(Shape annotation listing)
------------------------

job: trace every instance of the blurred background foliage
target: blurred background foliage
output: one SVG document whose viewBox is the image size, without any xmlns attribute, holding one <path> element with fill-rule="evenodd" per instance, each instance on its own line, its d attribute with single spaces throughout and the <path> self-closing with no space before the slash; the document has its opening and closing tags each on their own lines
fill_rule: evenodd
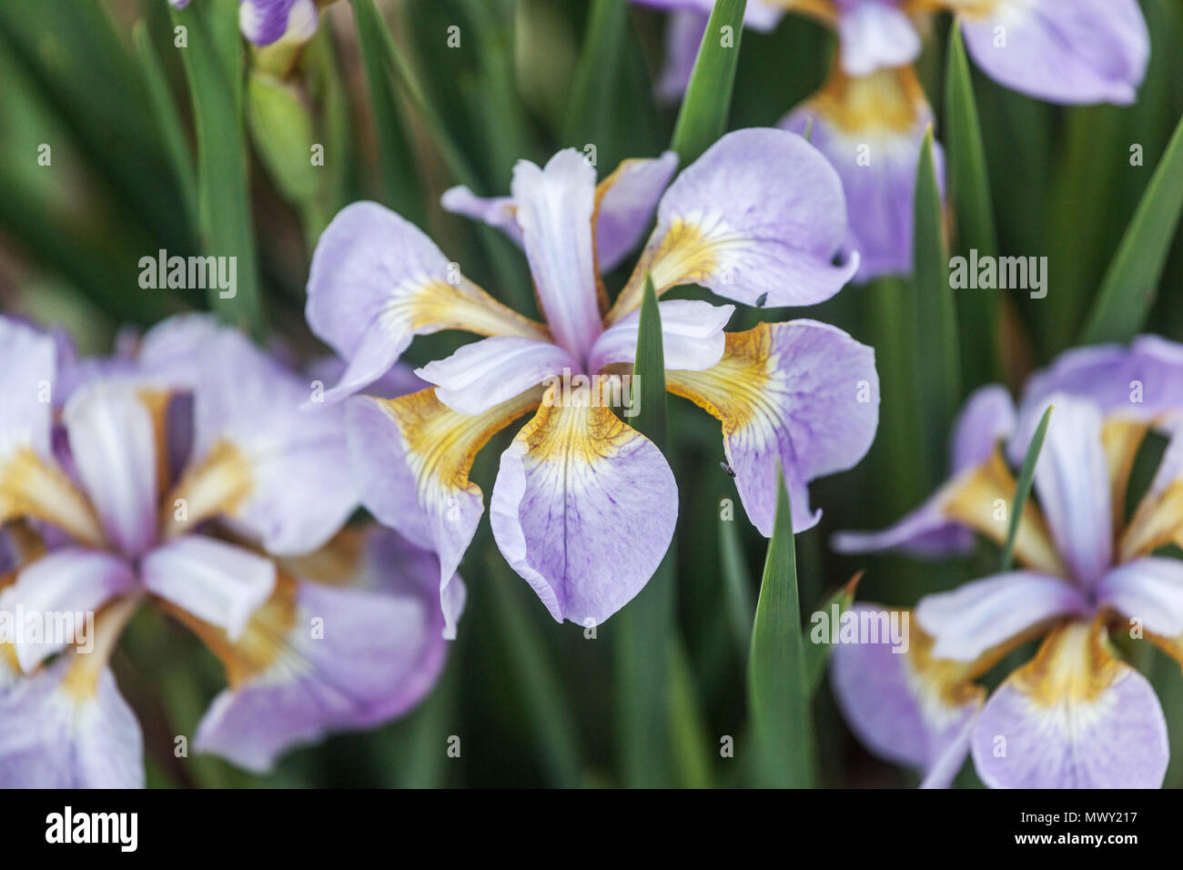
<svg viewBox="0 0 1183 870">
<path fill-rule="evenodd" d="M 561 147 L 587 143 L 596 146 L 602 176 L 623 157 L 655 156 L 673 131 L 677 107 L 657 104 L 652 84 L 661 63 L 664 17 L 625 0 L 382 0 L 383 31 L 357 26 L 355 15 L 373 8 L 369 0 L 343 1 L 327 9 L 317 36 L 297 57 L 246 47 L 237 30 L 225 26 L 228 15 L 215 22 L 208 11 L 192 8 L 202 2 L 228 9 L 237 21 L 235 0 L 194 0 L 182 14 L 208 27 L 190 34 L 183 51 L 174 46 L 175 21 L 164 0 L 0 4 L 0 308 L 66 328 L 85 353 L 108 352 L 122 327 L 207 307 L 196 291 L 138 286 L 140 258 L 159 249 L 182 254 L 237 250 L 247 262 L 244 278 L 240 260 L 240 286 L 248 286 L 224 314 L 296 355 L 321 353 L 303 321 L 309 258 L 332 214 L 363 198 L 425 226 L 467 275 L 532 314 L 524 258 L 496 232 L 445 214 L 439 194 L 454 183 L 480 194 L 506 193 L 517 159 L 541 163 Z M 977 324 L 962 317 L 962 397 L 991 373 L 1016 387 L 1033 367 L 1077 341 L 1183 116 L 1183 2 L 1142 5 L 1151 62 L 1131 107 L 1049 105 L 972 72 L 1000 250 L 1047 256 L 1051 290 L 1045 299 L 959 291 L 997 294 L 1001 324 L 1000 346 L 982 353 L 974 343 Z M 459 47 L 448 45 L 453 26 Z M 948 30 L 948 18 L 936 22 L 919 62 L 936 134 L 946 144 Z M 402 64 L 397 76 L 373 65 L 383 50 L 382 33 L 393 38 Z M 377 41 L 367 49 L 367 39 Z M 241 60 L 235 57 L 240 47 Z M 228 58 L 220 89 L 207 84 L 208 70 L 199 69 L 202 58 L 218 57 L 208 49 Z M 790 15 L 772 33 L 745 32 L 741 49 L 730 129 L 774 124 L 821 84 L 835 46 L 829 32 Z M 194 76 L 202 82 L 195 90 Z M 50 166 L 38 162 L 43 144 L 51 147 Z M 312 144 L 323 144 L 325 154 L 324 167 L 315 170 L 308 163 Z M 1143 148 L 1142 166 L 1131 166 L 1133 144 Z M 211 173 L 208 166 L 200 170 L 203 161 L 222 162 Z M 211 174 L 220 189 L 202 181 Z M 953 250 L 956 240 L 955 233 Z M 623 277 L 607 276 L 609 290 L 619 289 Z M 931 491 L 944 469 L 945 433 L 916 424 L 910 381 L 891 362 L 913 329 L 923 335 L 931 314 L 923 296 L 909 296 L 911 283 L 851 285 L 813 309 L 758 312 L 768 320 L 808 316 L 836 323 L 874 346 L 880 361 L 875 446 L 856 469 L 812 488 L 825 516 L 796 539 L 806 614 L 860 569 L 866 574 L 859 598 L 911 605 L 922 592 L 951 587 L 997 563 L 997 550 L 988 544 L 963 562 L 932 565 L 894 556 L 843 559 L 827 547 L 835 529 L 894 520 Z M 912 326 L 901 308 L 909 298 L 918 305 Z M 756 317 L 742 311 L 732 328 L 746 328 Z M 1145 329 L 1183 340 L 1178 236 Z M 409 359 L 425 362 L 460 341 L 452 334 L 420 339 Z M 932 347 L 918 344 L 924 353 Z M 967 357 L 965 348 L 978 353 Z M 933 370 L 949 365 L 927 356 L 918 362 Z M 675 657 L 667 683 L 671 734 L 664 750 L 673 755 L 674 785 L 748 784 L 757 778 L 743 752 L 749 733 L 744 672 L 767 542 L 738 505 L 733 522 L 720 521 L 720 500 L 738 498 L 719 464 L 718 424 L 671 399 L 668 428 L 681 494 L 672 565 L 685 655 Z M 473 479 L 486 496 L 498 447 L 511 436 L 503 433 L 478 459 Z M 116 666 L 144 722 L 150 784 L 622 781 L 609 639 L 620 618 L 602 626 L 595 640 L 586 639 L 580 626 L 554 624 L 497 553 L 487 521 L 461 573 L 468 607 L 433 695 L 399 722 L 295 752 L 270 776 L 213 759 L 174 758 L 173 735 L 193 734 L 221 675 L 183 630 L 151 613 L 138 618 Z M 1168 785 L 1183 785 L 1183 678 L 1157 652 L 1148 651 L 1138 664 L 1152 675 L 1171 723 Z M 820 785 L 914 782 L 866 755 L 825 685 L 813 716 Z M 446 755 L 448 735 L 461 737 L 459 759 Z M 735 759 L 720 758 L 724 735 L 736 741 Z M 961 782 L 976 784 L 970 769 Z"/>
</svg>

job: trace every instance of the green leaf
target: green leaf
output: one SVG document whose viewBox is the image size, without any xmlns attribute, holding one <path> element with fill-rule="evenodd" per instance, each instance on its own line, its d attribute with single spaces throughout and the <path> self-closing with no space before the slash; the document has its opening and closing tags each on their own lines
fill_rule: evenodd
<svg viewBox="0 0 1183 870">
<path fill-rule="evenodd" d="M 854 589 L 861 579 L 862 572 L 860 571 L 845 586 L 822 601 L 819 610 L 826 614 L 832 626 L 839 625 L 842 614 L 851 608 L 851 605 L 854 602 Z M 838 607 L 836 611 L 834 610 L 835 607 Z M 806 684 L 809 687 L 809 695 L 813 696 L 817 691 L 817 687 L 821 685 L 822 674 L 826 672 L 826 659 L 829 658 L 833 644 L 829 643 L 829 638 L 826 639 L 826 643 L 821 644 L 808 642 L 808 638 L 809 627 L 806 627 L 802 633 L 801 644 L 806 651 Z"/>
<path fill-rule="evenodd" d="M 670 143 L 684 167 L 728 129 L 746 5 L 746 0 L 715 0 Z"/>
<path fill-rule="evenodd" d="M 629 424 L 670 459 L 666 430 L 665 349 L 661 314 L 653 282 L 646 278 L 633 368 L 634 401 L 640 413 Z M 674 637 L 673 548 L 648 584 L 613 619 L 616 698 L 623 784 L 662 787 L 673 784 L 670 735 L 670 643 Z"/>
<path fill-rule="evenodd" d="M 234 0 L 208 0 L 172 9 L 173 21 L 187 30 L 181 51 L 198 130 L 198 198 L 202 247 L 214 257 L 237 260 L 238 286 L 222 298 L 215 285 L 207 294 L 218 315 L 254 335 L 263 330 L 251 192 L 246 178 L 246 134 L 243 124 L 243 49 Z"/>
<path fill-rule="evenodd" d="M 1052 406 L 1047 406 L 1043 418 L 1035 427 L 1032 443 L 1027 446 L 1027 456 L 1023 457 L 1022 468 L 1019 470 L 1019 483 L 1015 485 L 1015 501 L 1010 505 L 1010 522 L 1007 526 L 1007 542 L 1002 546 L 1002 568 L 1010 571 L 1011 559 L 1015 553 L 1015 536 L 1019 534 L 1019 522 L 1023 517 L 1023 507 L 1027 497 L 1032 494 L 1032 482 L 1035 479 L 1035 463 L 1039 462 L 1039 451 L 1043 447 L 1043 436 L 1047 434 L 1047 423 L 1052 419 Z"/>
<path fill-rule="evenodd" d="M 776 520 L 751 630 L 748 707 L 759 785 L 804 788 L 813 779 L 809 685 L 801 640 L 793 516 L 780 468 L 776 479 Z"/>
<path fill-rule="evenodd" d="M 924 431 L 937 444 L 957 412 L 961 398 L 961 350 L 957 312 L 949 285 L 949 257 L 942 220 L 940 188 L 932 156 L 932 127 L 924 135 L 916 172 L 913 268 L 910 308 L 916 329 L 917 405 Z M 944 472 L 940 451 L 929 457 L 931 481 Z"/>
<path fill-rule="evenodd" d="M 1126 342 L 1145 327 L 1183 214 L 1183 120 L 1155 169 L 1113 262 L 1110 263 L 1082 344 Z"/>
<path fill-rule="evenodd" d="M 957 251 L 969 256 L 996 256 L 998 239 L 994 228 L 990 179 L 982 146 L 982 127 L 974 101 L 974 83 L 955 21 L 949 34 L 949 69 L 945 75 L 945 137 L 949 156 L 949 195 L 957 215 Z M 965 370 L 965 388 L 972 389 L 998 379 L 998 296 L 993 292 L 962 295 L 957 304 Z"/>
</svg>

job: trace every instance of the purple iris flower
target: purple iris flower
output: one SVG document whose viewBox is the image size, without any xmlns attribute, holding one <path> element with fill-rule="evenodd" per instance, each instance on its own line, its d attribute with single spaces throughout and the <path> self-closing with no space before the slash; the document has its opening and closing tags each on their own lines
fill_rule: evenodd
<svg viewBox="0 0 1183 870">
<path fill-rule="evenodd" d="M 545 324 L 493 299 L 379 205 L 347 207 L 321 237 L 308 321 L 348 362 L 327 399 L 363 389 L 415 335 L 487 336 L 420 368 L 434 388 L 349 402 L 362 502 L 440 553 L 450 631 L 457 613 L 448 578 L 484 511 L 468 470 L 494 432 L 525 414 L 534 417 L 502 455 L 490 520 L 505 559 L 551 616 L 602 623 L 665 554 L 678 516 L 673 475 L 628 417 L 614 413 L 623 402 L 605 399 L 612 381 L 602 378 L 631 370 L 646 275 L 658 294 L 694 283 L 780 307 L 829 298 L 858 268 L 858 254 L 842 249 L 838 175 L 800 136 L 729 134 L 666 189 L 675 162 L 672 153 L 628 160 L 597 185 L 595 168 L 569 149 L 545 167 L 518 162 L 508 198 L 466 188 L 444 195 L 445 207 L 521 244 Z M 601 273 L 640 243 L 654 208 L 657 227 L 609 305 Z M 780 463 L 794 527 L 815 524 L 808 482 L 851 468 L 874 437 L 872 349 L 813 321 L 724 333 L 732 305 L 675 301 L 659 309 L 667 386 L 723 423 L 748 516 L 770 534 Z"/>
<path fill-rule="evenodd" d="M 193 746 L 243 767 L 428 691 L 439 563 L 386 529 L 342 529 L 357 494 L 340 408 L 302 411 L 306 379 L 201 316 L 108 366 L 71 357 L 0 317 L 0 786 L 143 785 L 108 662 L 148 602 L 222 660 L 230 687 Z M 92 631 L 49 630 L 73 614 Z"/>
<path fill-rule="evenodd" d="M 183 9 L 189 0 L 168 0 Z M 332 0 L 321 0 L 322 5 Z M 317 0 L 239 0 L 238 24 L 243 36 L 256 45 L 271 45 L 282 38 L 306 41 L 316 33 Z"/>
<path fill-rule="evenodd" d="M 1183 662 L 1183 561 L 1156 554 L 1183 544 L 1183 347 L 1143 336 L 1069 352 L 1030 379 L 1017 411 L 1001 387 L 977 391 L 955 428 L 952 478 L 892 528 L 834 547 L 936 558 L 967 549 L 972 531 L 1003 541 L 1011 468 L 1048 405 L 1020 567 L 922 598 L 906 652 L 834 651 L 852 729 L 930 786 L 948 785 L 968 753 L 993 787 L 1158 787 L 1166 771 L 1162 707 L 1112 638 L 1145 638 Z M 1134 457 L 1153 430 L 1169 446 L 1127 520 Z M 1039 637 L 1035 657 L 987 700 L 975 679 Z"/>
<path fill-rule="evenodd" d="M 680 97 L 712 0 L 634 0 L 674 11 L 658 90 Z M 912 270 L 912 207 L 920 142 L 932 123 L 911 63 L 933 12 L 962 21 L 970 56 L 988 76 L 1054 103 L 1132 103 L 1150 39 L 1137 0 L 749 0 L 745 26 L 771 30 L 783 12 L 833 27 L 839 63 L 822 90 L 780 125 L 812 128 L 838 168 L 851 215 L 856 281 Z M 937 178 L 944 167 L 937 149 Z"/>
</svg>

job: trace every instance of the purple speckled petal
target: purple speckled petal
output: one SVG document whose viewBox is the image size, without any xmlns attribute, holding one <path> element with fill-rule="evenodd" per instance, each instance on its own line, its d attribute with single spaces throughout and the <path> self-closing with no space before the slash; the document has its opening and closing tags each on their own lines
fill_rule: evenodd
<svg viewBox="0 0 1183 870">
<path fill-rule="evenodd" d="M 599 625 L 657 571 L 678 486 L 661 451 L 610 408 L 555 405 L 502 453 L 489 518 L 556 621 Z"/>
<path fill-rule="evenodd" d="M 550 331 L 583 359 L 603 329 L 592 243 L 595 167 L 574 148 L 558 152 L 544 168 L 519 160 L 511 192 Z"/>
<path fill-rule="evenodd" d="M 794 109 L 780 123 L 794 133 L 810 129 L 810 143 L 841 178 L 851 221 L 845 245 L 860 256 L 856 281 L 912 271 L 916 170 L 931 122 L 932 110 L 914 73 L 903 67 L 838 79 L 823 97 Z M 933 143 L 933 159 L 943 188 L 939 143 Z"/>
<path fill-rule="evenodd" d="M 66 646 L 83 649 L 92 644 L 95 638 L 89 632 L 95 612 L 134 585 L 135 576 L 127 561 L 82 547 L 63 547 L 21 568 L 17 582 L 0 592 L 0 612 L 9 614 L 18 630 L 22 620 L 15 614 L 24 613 L 26 618 L 39 617 L 46 630 L 52 621 L 65 632 L 13 638 L 21 670 L 32 672 Z"/>
<path fill-rule="evenodd" d="M 661 344 L 665 367 L 702 372 L 723 359 L 726 337 L 723 328 L 735 312 L 735 305 L 712 305 L 694 299 L 659 302 L 661 312 Z M 636 359 L 636 334 L 641 312 L 633 311 L 608 327 L 592 347 L 588 369 L 599 372 L 612 362 L 633 362 Z"/>
<path fill-rule="evenodd" d="M 822 302 L 858 270 L 845 240 L 842 182 L 821 152 L 784 130 L 729 133 L 665 192 L 608 322 L 640 305 L 646 272 L 659 294 L 702 284 L 749 305 Z"/>
<path fill-rule="evenodd" d="M 70 456 L 106 539 L 129 558 L 156 537 L 156 433 L 136 388 L 95 381 L 63 412 Z"/>
<path fill-rule="evenodd" d="M 862 619 L 885 611 L 855 605 L 849 612 Z M 830 684 L 851 730 L 868 749 L 929 774 L 926 786 L 943 787 L 969 752 L 965 728 L 981 707 L 982 692 L 936 679 L 939 669 L 929 669 L 914 627 L 911 633 L 906 652 L 893 652 L 883 638 L 839 644 L 830 655 Z"/>
<path fill-rule="evenodd" d="M 143 788 L 143 735 L 103 668 L 93 694 L 63 683 L 73 656 L 0 695 L 0 788 Z"/>
<path fill-rule="evenodd" d="M 998 687 L 971 745 L 991 788 L 1158 788 L 1170 755 L 1155 690 L 1087 623 L 1058 629 Z"/>
<path fill-rule="evenodd" d="M 1137 0 L 995 0 L 962 28 L 988 76 L 1053 103 L 1132 103 L 1150 58 Z"/>
<path fill-rule="evenodd" d="M 1065 580 L 1013 571 L 925 595 L 916 621 L 932 637 L 935 658 L 972 662 L 1040 623 L 1088 612 L 1088 600 Z"/>
<path fill-rule="evenodd" d="M 564 348 L 511 335 L 465 344 L 446 360 L 415 370 L 437 385 L 435 398 L 461 414 L 480 414 L 551 375 L 580 370 Z"/>
<path fill-rule="evenodd" d="M 315 0 L 240 0 L 238 24 L 256 45 L 271 45 L 286 37 L 305 41 L 316 33 Z"/>
<path fill-rule="evenodd" d="M 198 484 L 233 477 L 240 497 L 218 502 L 214 510 L 270 553 L 308 553 L 341 528 L 357 505 L 343 473 L 345 414 L 337 405 L 309 402 L 311 397 L 310 381 L 245 336 L 227 330 L 207 343 L 194 395 L 192 473 L 181 484 L 190 520 L 207 514 L 200 495 L 207 490 Z"/>
<path fill-rule="evenodd" d="M 371 537 L 369 548 L 381 541 Z M 374 556 L 368 571 L 379 569 Z M 371 728 L 419 703 L 447 647 L 435 560 L 388 562 L 383 574 L 381 591 L 298 582 L 290 629 L 269 638 L 280 651 L 214 698 L 194 748 L 267 771 L 295 746 Z"/>
<path fill-rule="evenodd" d="M 666 373 L 670 389 L 723 423 L 723 446 L 752 524 L 772 533 L 780 464 L 793 528 L 812 528 L 807 484 L 861 459 L 879 425 L 874 350 L 841 329 L 797 320 L 728 333 L 706 372 Z"/>
</svg>

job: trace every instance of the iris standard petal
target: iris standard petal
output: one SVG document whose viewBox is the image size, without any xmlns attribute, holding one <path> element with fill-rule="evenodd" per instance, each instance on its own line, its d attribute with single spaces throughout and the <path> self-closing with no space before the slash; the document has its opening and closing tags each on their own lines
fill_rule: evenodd
<svg viewBox="0 0 1183 870">
<path fill-rule="evenodd" d="M 608 323 L 640 307 L 646 273 L 658 294 L 702 284 L 749 305 L 822 302 L 858 270 L 845 240 L 842 182 L 816 148 L 784 130 L 729 133 L 665 192 Z"/>
<path fill-rule="evenodd" d="M 990 696 L 971 747 L 991 788 L 1158 788 L 1170 754 L 1150 683 L 1080 621 Z"/>
<path fill-rule="evenodd" d="M 848 612 L 856 620 L 888 616 L 861 604 Z M 839 708 L 875 755 L 932 774 L 930 787 L 946 786 L 969 753 L 965 728 L 985 692 L 970 682 L 965 665 L 935 660 L 931 639 L 914 624 L 906 652 L 893 651 L 886 632 L 875 639 L 834 647 L 829 677 Z"/>
<path fill-rule="evenodd" d="M 276 587 L 276 566 L 248 549 L 185 535 L 147 553 L 141 580 L 160 595 L 237 640 Z"/>
<path fill-rule="evenodd" d="M 933 639 L 933 657 L 972 662 L 1049 619 L 1090 612 L 1087 598 L 1067 581 L 1013 571 L 925 595 L 916 620 Z"/>
<path fill-rule="evenodd" d="M 435 566 L 422 567 L 387 565 L 380 592 L 285 578 L 237 644 L 189 620 L 230 679 L 194 748 L 265 772 L 295 746 L 371 728 L 419 703 L 447 646 Z"/>
<path fill-rule="evenodd" d="M 506 335 L 465 344 L 415 374 L 435 384 L 435 398 L 453 411 L 480 414 L 563 369 L 580 368 L 580 361 L 558 344 Z"/>
<path fill-rule="evenodd" d="M 66 646 L 86 647 L 95 639 L 95 612 L 134 586 L 128 562 L 102 550 L 64 547 L 26 565 L 0 592 L 0 612 L 18 633 L 20 669 L 30 674 Z"/>
<path fill-rule="evenodd" d="M 328 541 L 357 505 L 345 414 L 235 331 L 207 347 L 194 394 L 190 464 L 164 504 L 176 535 L 214 515 L 279 555 Z"/>
<path fill-rule="evenodd" d="M 1053 103 L 1136 99 L 1150 58 L 1137 0 L 994 0 L 985 8 L 967 11 L 962 31 L 990 78 Z"/>
<path fill-rule="evenodd" d="M 321 234 L 305 316 L 312 331 L 349 362 L 327 401 L 381 378 L 415 335 L 465 329 L 549 337 L 544 327 L 465 279 L 414 224 L 376 202 L 347 206 Z"/>
<path fill-rule="evenodd" d="M 0 788 L 142 788 L 143 735 L 103 668 L 79 687 L 76 656 L 0 696 Z"/>
<path fill-rule="evenodd" d="M 912 271 L 916 172 L 925 130 L 932 122 L 910 66 L 852 78 L 835 71 L 812 99 L 778 124 L 810 130 L 810 143 L 838 170 L 849 230 L 845 246 L 859 252 L 858 281 Z M 933 143 L 937 182 L 944 155 Z"/>
<path fill-rule="evenodd" d="M 511 192 L 547 324 L 557 343 L 583 359 L 603 329 L 592 241 L 595 167 L 574 148 L 544 168 L 519 160 Z"/>
<path fill-rule="evenodd" d="M 735 305 L 712 305 L 696 299 L 659 302 L 661 346 L 666 369 L 702 372 L 723 359 L 726 339 L 723 329 L 735 312 Z M 595 344 L 588 370 L 600 372 L 613 362 L 634 362 L 641 312 L 633 311 L 608 327 Z"/>
<path fill-rule="evenodd" d="M 807 484 L 843 471 L 871 447 L 879 424 L 874 350 L 841 329 L 799 320 L 728 333 L 705 372 L 666 373 L 670 391 L 723 423 L 723 446 L 748 517 L 771 535 L 780 464 L 796 531 L 817 523 Z"/>
<path fill-rule="evenodd" d="M 362 504 L 405 537 L 435 550 L 445 637 L 455 637 L 458 599 L 452 579 L 485 510 L 468 481 L 477 451 L 542 401 L 538 387 L 470 417 L 451 410 L 434 389 L 393 400 L 358 397 L 347 406 L 349 463 Z"/>
<path fill-rule="evenodd" d="M 556 621 L 599 625 L 648 582 L 673 539 L 661 451 L 603 405 L 543 406 L 502 453 L 493 537 Z"/>
</svg>

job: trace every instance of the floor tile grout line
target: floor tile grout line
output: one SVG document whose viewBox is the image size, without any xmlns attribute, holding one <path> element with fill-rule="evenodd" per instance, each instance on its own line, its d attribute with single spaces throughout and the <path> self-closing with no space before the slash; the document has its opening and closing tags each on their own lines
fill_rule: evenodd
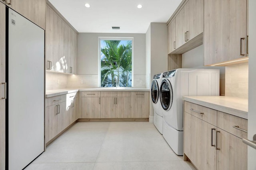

------------------------

What is needed.
Copy out the lines of the listing above, word for word, starting with the line that contains "job: trace every instance of the purple iris" and going on through the line that contains "target: purple iris flower", both included.

Reply to the task.
job: trace every instance of the purple iris flower
target: purple iris flower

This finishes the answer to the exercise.